Required tasks
A - Copy the stretch from "Important note: In" through "from 0 to 3." in the PQS detection options text below, word for word.
B - According to the PQS detection options text, what does the default min_score value of 52 show?

Source extract
========

Option name | Description |
---|---|
strand |
Strand specification (+ , - or * ). |
overlapping |
If true, than overlapping PQS will be reported. |
max_len |
Maximal total length of PQS. |
min_score |
Minimal score of PQS to be reported. The default value 52 shows the best balanced accuracy on human G4 sequencing data (Chambers et al. 2015). |
run_min_len |
Minimal length of each PQS run (G-run). |
run_max_len |
Maximal length of each PQS run. |
loop_min_len |
Minimal length of each PQS inner loop. |
loop_max_len |
Maximal length of each PQS inner loop. |
max_bulges |
Maximal number of runs containing a bulge. |
max_mismatches |
Maximal number of runs containing a mismatch. |
max_defects |
Maximum number of defects in total (#bulges + #mismatches). |
The more you narrow these options in terms of shorter PQS length, narrower run or loop length ranges and lower number of defects, the faster the detection process will be, with a possible loss of sensitivity.
Important note: In each G-run, the algorithm allows at most one type of defect and at least one G-run must be perfect, that means without any defect. Therefore the values of max_bulges
, max_mismatches
and max_defects
must fall into the range from 0 to 3.

========

Data extract
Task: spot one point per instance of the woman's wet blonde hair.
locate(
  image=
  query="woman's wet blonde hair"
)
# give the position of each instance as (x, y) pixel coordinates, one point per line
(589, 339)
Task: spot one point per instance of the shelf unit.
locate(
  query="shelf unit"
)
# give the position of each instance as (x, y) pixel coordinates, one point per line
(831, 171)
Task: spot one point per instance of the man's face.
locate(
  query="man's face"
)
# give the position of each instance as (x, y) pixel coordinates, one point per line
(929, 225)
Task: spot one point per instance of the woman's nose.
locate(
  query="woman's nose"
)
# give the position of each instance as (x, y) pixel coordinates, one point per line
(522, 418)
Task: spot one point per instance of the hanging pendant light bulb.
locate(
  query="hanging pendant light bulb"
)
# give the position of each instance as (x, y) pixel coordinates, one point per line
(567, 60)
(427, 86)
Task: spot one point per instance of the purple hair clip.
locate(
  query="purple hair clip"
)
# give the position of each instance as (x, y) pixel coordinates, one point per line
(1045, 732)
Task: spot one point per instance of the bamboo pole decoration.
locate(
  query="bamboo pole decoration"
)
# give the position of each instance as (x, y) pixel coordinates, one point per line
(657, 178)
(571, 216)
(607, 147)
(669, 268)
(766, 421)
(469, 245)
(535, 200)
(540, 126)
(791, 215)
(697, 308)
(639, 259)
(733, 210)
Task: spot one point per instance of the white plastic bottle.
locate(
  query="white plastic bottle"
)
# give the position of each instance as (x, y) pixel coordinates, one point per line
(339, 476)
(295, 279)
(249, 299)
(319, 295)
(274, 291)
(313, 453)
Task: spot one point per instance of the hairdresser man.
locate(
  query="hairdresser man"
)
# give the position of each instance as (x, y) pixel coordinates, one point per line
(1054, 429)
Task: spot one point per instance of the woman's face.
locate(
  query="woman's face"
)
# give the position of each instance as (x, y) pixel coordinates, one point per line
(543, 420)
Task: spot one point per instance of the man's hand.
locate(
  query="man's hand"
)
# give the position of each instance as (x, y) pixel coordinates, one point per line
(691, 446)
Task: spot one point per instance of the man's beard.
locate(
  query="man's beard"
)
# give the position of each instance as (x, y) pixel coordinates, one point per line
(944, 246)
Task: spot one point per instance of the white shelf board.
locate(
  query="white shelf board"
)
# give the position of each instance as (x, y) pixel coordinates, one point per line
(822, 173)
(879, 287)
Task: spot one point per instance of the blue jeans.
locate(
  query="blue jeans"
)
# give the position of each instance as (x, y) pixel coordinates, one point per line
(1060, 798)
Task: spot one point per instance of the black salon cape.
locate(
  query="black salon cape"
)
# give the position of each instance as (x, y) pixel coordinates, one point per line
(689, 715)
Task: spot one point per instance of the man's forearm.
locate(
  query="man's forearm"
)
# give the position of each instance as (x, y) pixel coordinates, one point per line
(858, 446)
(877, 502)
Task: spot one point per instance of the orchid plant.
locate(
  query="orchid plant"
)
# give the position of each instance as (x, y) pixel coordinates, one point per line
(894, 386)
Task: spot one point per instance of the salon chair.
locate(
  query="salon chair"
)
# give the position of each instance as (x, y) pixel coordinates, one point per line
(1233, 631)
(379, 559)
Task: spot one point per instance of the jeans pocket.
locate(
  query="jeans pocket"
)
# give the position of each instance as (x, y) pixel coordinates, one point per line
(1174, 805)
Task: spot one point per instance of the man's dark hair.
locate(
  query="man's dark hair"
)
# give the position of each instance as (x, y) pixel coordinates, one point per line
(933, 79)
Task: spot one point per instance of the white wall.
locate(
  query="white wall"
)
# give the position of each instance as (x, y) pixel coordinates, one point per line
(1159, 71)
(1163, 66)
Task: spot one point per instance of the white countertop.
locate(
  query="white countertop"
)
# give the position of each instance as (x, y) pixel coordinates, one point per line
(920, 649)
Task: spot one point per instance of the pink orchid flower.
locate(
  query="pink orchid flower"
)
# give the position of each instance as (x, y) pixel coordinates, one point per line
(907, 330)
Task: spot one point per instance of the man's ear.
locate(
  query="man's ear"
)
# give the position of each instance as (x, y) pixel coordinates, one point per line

========

Solutions to the exercise
A -
Important note: In each G-run, the algorithm allows at most one type of defect and at least one G-run must be perfect, that means without any defect. Therefore the values of max_bulges
, max_mismatches
and max_defects
must fall into the range from 0 to 3.

B - It shows the best balanced accuracy on human G4 sequencing data.